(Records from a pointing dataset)
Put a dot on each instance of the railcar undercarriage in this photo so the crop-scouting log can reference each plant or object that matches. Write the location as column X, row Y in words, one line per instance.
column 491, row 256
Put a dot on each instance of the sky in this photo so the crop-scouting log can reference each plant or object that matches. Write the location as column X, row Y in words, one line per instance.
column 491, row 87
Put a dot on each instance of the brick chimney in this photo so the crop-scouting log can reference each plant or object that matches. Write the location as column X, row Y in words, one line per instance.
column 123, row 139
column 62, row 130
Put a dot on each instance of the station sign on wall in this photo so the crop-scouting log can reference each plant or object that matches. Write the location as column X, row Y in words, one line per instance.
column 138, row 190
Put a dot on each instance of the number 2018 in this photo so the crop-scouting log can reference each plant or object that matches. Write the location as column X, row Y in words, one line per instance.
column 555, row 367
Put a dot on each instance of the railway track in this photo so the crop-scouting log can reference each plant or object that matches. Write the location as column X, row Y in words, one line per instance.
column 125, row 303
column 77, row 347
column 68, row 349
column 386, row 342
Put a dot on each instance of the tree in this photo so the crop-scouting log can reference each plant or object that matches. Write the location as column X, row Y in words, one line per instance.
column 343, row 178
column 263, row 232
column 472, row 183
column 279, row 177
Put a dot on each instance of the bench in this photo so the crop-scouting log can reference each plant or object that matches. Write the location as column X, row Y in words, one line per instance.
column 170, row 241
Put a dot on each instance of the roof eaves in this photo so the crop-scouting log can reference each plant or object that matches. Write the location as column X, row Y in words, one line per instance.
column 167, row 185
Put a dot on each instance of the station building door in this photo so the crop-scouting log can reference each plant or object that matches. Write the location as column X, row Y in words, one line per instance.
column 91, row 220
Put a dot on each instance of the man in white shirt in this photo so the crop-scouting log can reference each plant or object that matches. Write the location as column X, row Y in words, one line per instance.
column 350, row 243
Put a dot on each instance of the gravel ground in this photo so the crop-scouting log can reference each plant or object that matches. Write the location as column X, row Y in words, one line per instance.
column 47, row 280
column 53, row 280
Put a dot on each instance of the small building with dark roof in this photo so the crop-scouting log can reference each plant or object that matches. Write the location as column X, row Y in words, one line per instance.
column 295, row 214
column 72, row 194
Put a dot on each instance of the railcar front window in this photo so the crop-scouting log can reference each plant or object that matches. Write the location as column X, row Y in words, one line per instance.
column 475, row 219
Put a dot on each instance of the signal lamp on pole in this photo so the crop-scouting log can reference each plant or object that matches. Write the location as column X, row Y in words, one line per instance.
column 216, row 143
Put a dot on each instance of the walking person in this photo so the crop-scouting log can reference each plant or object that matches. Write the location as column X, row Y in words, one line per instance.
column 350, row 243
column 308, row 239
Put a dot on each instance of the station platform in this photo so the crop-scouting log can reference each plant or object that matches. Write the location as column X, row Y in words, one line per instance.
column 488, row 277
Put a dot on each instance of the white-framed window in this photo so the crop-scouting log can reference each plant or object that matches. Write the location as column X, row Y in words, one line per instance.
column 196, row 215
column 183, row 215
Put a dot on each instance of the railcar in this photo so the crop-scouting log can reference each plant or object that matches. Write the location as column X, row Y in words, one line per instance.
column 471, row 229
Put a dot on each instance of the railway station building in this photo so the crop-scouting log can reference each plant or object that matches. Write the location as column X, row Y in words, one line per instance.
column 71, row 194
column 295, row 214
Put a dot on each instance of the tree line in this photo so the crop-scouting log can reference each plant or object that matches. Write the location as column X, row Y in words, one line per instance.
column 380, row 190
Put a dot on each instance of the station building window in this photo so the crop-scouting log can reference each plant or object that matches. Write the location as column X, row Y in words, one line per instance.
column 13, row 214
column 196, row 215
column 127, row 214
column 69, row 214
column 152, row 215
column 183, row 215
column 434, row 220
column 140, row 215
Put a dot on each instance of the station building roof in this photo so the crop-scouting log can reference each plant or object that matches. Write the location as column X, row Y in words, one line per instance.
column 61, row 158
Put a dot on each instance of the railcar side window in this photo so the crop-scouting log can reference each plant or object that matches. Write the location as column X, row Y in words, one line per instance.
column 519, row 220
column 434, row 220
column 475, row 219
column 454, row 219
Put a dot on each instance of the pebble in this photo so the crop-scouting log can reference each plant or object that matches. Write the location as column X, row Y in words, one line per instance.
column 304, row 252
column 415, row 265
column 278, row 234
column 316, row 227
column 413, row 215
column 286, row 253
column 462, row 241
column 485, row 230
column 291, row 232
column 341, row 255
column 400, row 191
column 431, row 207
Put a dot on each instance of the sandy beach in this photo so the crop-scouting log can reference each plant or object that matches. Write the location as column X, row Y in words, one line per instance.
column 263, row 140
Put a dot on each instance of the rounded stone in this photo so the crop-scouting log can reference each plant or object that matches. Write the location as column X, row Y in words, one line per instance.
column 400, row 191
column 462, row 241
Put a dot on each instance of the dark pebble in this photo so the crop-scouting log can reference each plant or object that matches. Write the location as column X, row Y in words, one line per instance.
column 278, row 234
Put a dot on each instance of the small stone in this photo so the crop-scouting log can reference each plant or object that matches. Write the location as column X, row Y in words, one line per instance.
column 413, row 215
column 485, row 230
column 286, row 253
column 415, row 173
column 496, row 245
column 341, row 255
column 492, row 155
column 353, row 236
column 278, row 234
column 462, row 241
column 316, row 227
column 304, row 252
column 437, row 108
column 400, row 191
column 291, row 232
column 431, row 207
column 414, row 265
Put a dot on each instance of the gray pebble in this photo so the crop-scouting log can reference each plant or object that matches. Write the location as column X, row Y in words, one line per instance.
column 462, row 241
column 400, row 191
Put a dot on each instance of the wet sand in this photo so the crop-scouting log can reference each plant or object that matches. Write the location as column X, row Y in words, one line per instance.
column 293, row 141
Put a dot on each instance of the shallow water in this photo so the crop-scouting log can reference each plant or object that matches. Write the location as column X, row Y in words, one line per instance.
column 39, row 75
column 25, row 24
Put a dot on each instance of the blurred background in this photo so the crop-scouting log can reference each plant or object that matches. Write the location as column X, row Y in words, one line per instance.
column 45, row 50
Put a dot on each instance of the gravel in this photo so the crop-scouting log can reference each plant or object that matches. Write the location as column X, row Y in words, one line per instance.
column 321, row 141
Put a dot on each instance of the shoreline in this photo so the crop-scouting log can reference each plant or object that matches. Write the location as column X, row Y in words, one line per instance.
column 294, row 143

**What needs to be done**
Copy out word for word the lines of the records running from the line that contains "Put a dot on each instance of the brick" through the line that contains "column 555, row 367", including both of those lines.

**Task result**
Put a dot on each instance of the brick chimney in this photo so the crop-scouting log can reference each plant or object that matches. Write the location as column X, row Y in words, one line per instance.
column 123, row 139
column 62, row 130
Put a dot on each instance of the station sign on wall in this photo so the crop-scouting log can reference each plant or object that matches. Write the location as column X, row Y in words, one line per instance.
column 138, row 190
Put a dot on each instance of the number 2018 in this photo so the crop-scouting log can reference each plant or object that matches. Write the location as column X, row Y in words, one line per instance.
column 555, row 367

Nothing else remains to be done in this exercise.